■ Task
After reading the data, copy it out in full and exactly.

###

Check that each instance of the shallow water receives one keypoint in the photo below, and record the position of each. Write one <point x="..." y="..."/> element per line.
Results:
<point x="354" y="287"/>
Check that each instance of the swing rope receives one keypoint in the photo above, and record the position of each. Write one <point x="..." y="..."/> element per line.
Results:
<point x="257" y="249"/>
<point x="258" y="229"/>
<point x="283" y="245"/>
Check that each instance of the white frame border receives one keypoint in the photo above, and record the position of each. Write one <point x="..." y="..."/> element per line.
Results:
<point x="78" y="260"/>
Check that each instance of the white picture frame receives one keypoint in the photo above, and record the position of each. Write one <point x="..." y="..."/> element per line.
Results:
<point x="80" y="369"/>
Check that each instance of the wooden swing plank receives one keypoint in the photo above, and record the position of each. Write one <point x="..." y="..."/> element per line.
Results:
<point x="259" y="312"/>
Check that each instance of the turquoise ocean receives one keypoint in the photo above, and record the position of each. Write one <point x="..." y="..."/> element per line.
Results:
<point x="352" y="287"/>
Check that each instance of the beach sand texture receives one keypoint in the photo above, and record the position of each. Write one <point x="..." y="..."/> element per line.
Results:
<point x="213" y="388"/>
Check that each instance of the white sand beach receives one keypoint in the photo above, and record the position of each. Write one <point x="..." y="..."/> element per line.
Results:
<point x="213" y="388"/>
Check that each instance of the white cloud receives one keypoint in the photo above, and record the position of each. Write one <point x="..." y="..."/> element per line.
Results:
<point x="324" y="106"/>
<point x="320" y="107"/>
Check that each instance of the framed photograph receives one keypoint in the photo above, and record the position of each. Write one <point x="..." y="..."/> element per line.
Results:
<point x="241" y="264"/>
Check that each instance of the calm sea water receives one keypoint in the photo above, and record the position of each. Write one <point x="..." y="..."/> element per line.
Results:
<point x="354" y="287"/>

###

■ Solution
Check that each instance of the shallow water receives one keypoint in the photo below, and record the position of each. Write one <point x="..." y="..."/> element per line.
Results:
<point x="354" y="287"/>
Check that each instance of the swing rope receives one keypoint in the photo above, and record the position of each. Write one <point x="..." y="..."/> element per line.
Results:
<point x="257" y="249"/>
<point x="258" y="229"/>
<point x="283" y="245"/>
Check that each instance of the white frame border receives one keypoint in the photo above, and record the position of each. Write one <point x="..." y="..."/> element per line.
Results:
<point x="78" y="260"/>
Check that each instance of the white picture frame receives one keypoint in the photo above, and record the position of each. Write one <point x="..." y="..."/> element per line.
Results:
<point x="80" y="369"/>
Check that each instance of the wooden swing plank receives one keypoint in the photo above, and record the position of each. Write one <point x="..." y="..."/> element per line.
Results:
<point x="259" y="312"/>
Check that each instance of the turquoise ocean receives one keypoint in the photo above, and record the position of each. Write one <point x="..." y="..."/> element per line.
Results:
<point x="352" y="287"/>
Check that each instance of the beach sand texture receives one keypoint in the photo above, and record the position of each. Write one <point x="..." y="..."/> element per line.
Results:
<point x="213" y="388"/>
Check that each instance of the white sand beach receives one keypoint in the photo above, and record the position of each. Write one <point x="..." y="..."/> element per line.
Results:
<point x="213" y="388"/>
Check that each instance of the white cloud receives one keypoint in the photo above, and record the position of each. Write one <point x="..." y="..."/> element per line.
Results:
<point x="324" y="106"/>
<point x="320" y="107"/>
Check that each instance of the framed photograph receives one keypoint in the photo above, and record the position of each. Write one <point x="..." y="..."/> element per line.
Results:
<point x="241" y="264"/>
Check that each instance of the calm sea water receives one keypoint in the photo above, and record the position of each. Write one <point x="..." y="..."/> element per line.
Results:
<point x="354" y="287"/>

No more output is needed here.